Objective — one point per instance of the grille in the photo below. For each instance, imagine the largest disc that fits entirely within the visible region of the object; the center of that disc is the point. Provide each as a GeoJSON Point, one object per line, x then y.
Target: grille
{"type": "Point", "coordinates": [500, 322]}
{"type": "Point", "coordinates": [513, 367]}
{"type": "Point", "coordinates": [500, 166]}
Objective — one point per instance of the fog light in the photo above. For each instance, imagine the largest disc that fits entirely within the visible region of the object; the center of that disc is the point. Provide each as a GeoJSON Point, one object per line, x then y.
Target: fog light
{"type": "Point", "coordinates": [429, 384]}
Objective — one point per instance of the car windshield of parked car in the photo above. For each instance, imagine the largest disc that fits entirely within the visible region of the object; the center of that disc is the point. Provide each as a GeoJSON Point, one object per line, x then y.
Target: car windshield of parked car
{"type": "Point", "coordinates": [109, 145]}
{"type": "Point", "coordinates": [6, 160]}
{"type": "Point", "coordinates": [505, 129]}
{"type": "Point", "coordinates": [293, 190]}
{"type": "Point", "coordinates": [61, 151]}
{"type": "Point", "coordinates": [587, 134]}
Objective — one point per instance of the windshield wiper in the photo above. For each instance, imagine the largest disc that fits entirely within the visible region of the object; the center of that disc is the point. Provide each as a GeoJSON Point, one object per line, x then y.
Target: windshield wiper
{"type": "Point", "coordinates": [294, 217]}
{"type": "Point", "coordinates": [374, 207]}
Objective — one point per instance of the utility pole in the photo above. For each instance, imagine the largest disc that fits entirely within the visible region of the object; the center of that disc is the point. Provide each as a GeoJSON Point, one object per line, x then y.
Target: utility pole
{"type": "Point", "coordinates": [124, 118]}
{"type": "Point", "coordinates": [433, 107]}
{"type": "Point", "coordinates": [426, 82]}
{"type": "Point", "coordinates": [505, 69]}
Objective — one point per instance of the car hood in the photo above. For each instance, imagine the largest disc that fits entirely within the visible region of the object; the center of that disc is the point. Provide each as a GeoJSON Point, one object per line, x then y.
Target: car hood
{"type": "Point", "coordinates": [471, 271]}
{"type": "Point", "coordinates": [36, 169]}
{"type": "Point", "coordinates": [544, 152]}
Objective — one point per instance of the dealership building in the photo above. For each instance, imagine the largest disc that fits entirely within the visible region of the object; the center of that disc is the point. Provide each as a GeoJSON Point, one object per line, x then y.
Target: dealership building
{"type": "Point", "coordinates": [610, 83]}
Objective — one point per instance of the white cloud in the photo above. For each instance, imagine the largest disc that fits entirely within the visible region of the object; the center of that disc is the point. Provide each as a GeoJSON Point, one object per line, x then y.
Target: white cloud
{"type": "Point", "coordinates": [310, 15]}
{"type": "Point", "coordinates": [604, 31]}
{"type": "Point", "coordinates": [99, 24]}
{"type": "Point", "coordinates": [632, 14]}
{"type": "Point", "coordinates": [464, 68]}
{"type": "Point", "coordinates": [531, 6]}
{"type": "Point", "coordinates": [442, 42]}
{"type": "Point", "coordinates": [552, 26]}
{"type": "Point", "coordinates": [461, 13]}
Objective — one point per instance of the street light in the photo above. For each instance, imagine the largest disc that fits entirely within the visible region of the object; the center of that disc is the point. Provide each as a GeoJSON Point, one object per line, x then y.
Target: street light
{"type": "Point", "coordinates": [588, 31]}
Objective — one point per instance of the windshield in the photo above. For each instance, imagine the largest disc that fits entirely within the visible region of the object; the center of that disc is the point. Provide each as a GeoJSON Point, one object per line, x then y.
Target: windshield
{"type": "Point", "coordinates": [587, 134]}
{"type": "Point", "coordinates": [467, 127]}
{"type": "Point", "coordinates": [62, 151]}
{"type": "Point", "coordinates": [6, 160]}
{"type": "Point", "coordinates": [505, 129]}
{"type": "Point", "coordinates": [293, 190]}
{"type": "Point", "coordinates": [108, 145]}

#### Exercise objective:
Could you rewrite all of the data above, swapping "disc" for "circle" at every occurrence and leaving everything else unchanged?

#### Answer in full:
Objective — one point per instance of the grille in the photo below. For each instance, imagine the largest circle that fits entirely within the visible region of the object; the center of that circle is the point. Provide each as a GeoJSON Point, one object per line, x then y.
Target: grille
{"type": "Point", "coordinates": [500, 322]}
{"type": "Point", "coordinates": [513, 367]}
{"type": "Point", "coordinates": [500, 166]}
Objective — one point per instance of the fog light in the photo above. For each instance, imagine the largest circle that fits entirely within the visible region of the object; the center of that circle is the point. Provide each as a GeoJSON Point, one object per line, x then y.
Target: fog light
{"type": "Point", "coordinates": [429, 384]}
Objective — one point per instance of the car windshield of parked car in the photo above. For each instance, imagine the largest circle that fits entirely within the visible region of the object; the center of that circle is the point. Provide each as a GeoJSON Point, one object per line, x then y.
Target: car windshield of parked car
{"type": "Point", "coordinates": [109, 145]}
{"type": "Point", "coordinates": [6, 160]}
{"type": "Point", "coordinates": [505, 129]}
{"type": "Point", "coordinates": [293, 190]}
{"type": "Point", "coordinates": [61, 151]}
{"type": "Point", "coordinates": [587, 134]}
Objective — one point per instance of the windshield wiper in the photo above. For each instance, imagine the largest circle that fits entirely within the visible region of the object; the center of that circle is the point. Provide each as a GeoJSON Point, one object per line, x then y.
Target: windshield wiper
{"type": "Point", "coordinates": [294, 217]}
{"type": "Point", "coordinates": [374, 207]}
Objective — one point per instance of the utility pole in the photo above. For each instance, imagine the largest circle that fits entirely within the visible region of the object; the center of that circle is the point. Provide each as a GeoJSON Point, one object per line, x then y.
Target: utility pole
{"type": "Point", "coordinates": [124, 118]}
{"type": "Point", "coordinates": [433, 107]}
{"type": "Point", "coordinates": [426, 82]}
{"type": "Point", "coordinates": [505, 69]}
Objective — one point per instance of the car hood in the photo above. For each instance, imagine the largest circle that fits entirely within the visible region of the object; the center of that circle is the point. Provide each as a GeoJSON Point, one object per line, x then y.
Target: car hood
{"type": "Point", "coordinates": [471, 271]}
{"type": "Point", "coordinates": [36, 169]}
{"type": "Point", "coordinates": [544, 152]}
Objective — one point per instance of the dealership building in the photo above. For each instance, imagine the largest circle that fits entirely within the visible region of the object; the center of that circle is the point. Provide each as a GeoJSON Point, one object per line, x then y.
Target: dealership building
{"type": "Point", "coordinates": [610, 83]}
Objective — one point per instance of the white cloud in the photo above. For each instance, imagine the largest circle that fits entirely within the visible region of the object; the center of that circle is the point. Provide each as a GeoJSON Point, one object per line, x then y.
Target: white cloud
{"type": "Point", "coordinates": [310, 15]}
{"type": "Point", "coordinates": [604, 31]}
{"type": "Point", "coordinates": [99, 24]}
{"type": "Point", "coordinates": [632, 14]}
{"type": "Point", "coordinates": [464, 68]}
{"type": "Point", "coordinates": [531, 6]}
{"type": "Point", "coordinates": [442, 42]}
{"type": "Point", "coordinates": [552, 26]}
{"type": "Point", "coordinates": [461, 13]}
Objective — one point per instance of the street light in the photo above. For each instance, imagine the largest circle that fits entirely within the visible region of the object; the center of that circle is the point. Provide each as a GeoJSON Point, one object per line, x then y.
Target: street light
{"type": "Point", "coordinates": [588, 31]}
Objective — one point per instance of the windshield in the photo above. For each instance, imagine the largest circle that fits entirely within the visible region of the object; the center of that circle is the point. Provide each as a GeoJSON Point, one object per line, x then y.
Target: windshield
{"type": "Point", "coordinates": [587, 134]}
{"type": "Point", "coordinates": [467, 127]}
{"type": "Point", "coordinates": [62, 151]}
{"type": "Point", "coordinates": [6, 160]}
{"type": "Point", "coordinates": [505, 129]}
{"type": "Point", "coordinates": [293, 190]}
{"type": "Point", "coordinates": [108, 145]}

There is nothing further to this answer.